[Start]

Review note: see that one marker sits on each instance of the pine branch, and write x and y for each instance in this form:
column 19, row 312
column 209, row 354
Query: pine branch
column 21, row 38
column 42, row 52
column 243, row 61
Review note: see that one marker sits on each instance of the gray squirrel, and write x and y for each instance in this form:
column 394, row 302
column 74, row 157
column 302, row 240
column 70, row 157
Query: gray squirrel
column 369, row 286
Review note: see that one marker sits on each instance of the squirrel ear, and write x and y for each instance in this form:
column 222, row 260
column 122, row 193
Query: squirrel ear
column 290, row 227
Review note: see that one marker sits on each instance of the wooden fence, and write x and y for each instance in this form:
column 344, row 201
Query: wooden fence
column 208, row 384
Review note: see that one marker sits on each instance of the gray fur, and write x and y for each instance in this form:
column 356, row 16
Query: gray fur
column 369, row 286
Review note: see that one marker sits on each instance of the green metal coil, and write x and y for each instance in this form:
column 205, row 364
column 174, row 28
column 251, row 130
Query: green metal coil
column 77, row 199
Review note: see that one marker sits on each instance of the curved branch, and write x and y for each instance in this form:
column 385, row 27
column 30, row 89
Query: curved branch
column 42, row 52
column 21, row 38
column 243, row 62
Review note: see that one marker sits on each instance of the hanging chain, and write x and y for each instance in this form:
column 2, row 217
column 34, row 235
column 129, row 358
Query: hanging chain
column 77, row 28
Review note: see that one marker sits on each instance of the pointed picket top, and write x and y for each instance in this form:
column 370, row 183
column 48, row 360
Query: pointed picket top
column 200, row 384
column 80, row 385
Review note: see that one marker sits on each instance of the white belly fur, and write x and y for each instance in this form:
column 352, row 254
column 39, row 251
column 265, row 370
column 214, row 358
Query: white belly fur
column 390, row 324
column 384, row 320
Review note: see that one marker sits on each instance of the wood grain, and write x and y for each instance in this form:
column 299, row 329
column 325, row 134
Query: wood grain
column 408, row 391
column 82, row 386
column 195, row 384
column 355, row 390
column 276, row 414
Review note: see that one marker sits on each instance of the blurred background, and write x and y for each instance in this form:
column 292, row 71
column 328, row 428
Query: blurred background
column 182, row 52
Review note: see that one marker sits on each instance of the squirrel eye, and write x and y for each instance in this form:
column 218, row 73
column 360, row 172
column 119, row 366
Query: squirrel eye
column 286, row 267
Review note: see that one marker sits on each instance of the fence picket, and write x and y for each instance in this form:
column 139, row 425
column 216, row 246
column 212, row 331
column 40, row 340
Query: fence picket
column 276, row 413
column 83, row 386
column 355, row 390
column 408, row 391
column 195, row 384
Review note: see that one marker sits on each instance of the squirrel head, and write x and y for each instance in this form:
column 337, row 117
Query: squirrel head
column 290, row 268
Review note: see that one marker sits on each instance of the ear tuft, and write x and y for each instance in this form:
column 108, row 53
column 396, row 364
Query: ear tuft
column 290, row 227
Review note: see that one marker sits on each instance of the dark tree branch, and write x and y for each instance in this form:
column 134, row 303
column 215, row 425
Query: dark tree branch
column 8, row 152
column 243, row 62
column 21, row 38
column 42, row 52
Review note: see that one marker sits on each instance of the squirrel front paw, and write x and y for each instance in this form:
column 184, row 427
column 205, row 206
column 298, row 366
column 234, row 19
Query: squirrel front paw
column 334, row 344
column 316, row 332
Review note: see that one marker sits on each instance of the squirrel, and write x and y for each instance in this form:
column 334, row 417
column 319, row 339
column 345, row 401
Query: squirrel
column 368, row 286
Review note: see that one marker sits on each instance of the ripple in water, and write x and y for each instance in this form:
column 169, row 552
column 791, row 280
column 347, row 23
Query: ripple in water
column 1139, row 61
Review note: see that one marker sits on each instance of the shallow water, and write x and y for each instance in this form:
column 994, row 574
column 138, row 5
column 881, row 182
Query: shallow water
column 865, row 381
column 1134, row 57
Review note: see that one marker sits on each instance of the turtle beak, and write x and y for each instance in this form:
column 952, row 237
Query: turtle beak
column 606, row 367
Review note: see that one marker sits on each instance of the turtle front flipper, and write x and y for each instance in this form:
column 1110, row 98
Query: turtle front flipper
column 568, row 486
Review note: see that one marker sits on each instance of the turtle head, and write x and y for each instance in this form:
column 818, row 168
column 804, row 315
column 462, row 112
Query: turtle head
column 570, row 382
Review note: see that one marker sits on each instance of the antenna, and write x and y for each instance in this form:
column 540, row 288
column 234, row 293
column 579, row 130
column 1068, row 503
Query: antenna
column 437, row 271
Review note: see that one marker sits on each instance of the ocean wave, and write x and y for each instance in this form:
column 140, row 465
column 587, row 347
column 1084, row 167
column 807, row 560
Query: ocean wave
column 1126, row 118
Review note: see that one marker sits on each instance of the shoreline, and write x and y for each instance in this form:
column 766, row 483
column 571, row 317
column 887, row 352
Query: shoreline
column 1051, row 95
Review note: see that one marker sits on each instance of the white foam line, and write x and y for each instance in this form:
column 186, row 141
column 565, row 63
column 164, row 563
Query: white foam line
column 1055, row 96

[End]

Directions for this task = Write out the data from the line with "the antenna, and" up to and including the line with "column 1126, row 118", with nothing changed.

Answer to the exercise =
Review note: see that one marker sits on each instance of the antenna, and write x and y for each instance in this form:
column 540, row 288
column 234, row 293
column 579, row 130
column 1068, row 503
Query: antenna
column 437, row 271
Review note: see that one marker sits on each instance of the ocean wave, and write x and y for each instance in this form:
column 140, row 465
column 587, row 347
column 1084, row 167
column 807, row 560
Query: ocean wave
column 1126, row 118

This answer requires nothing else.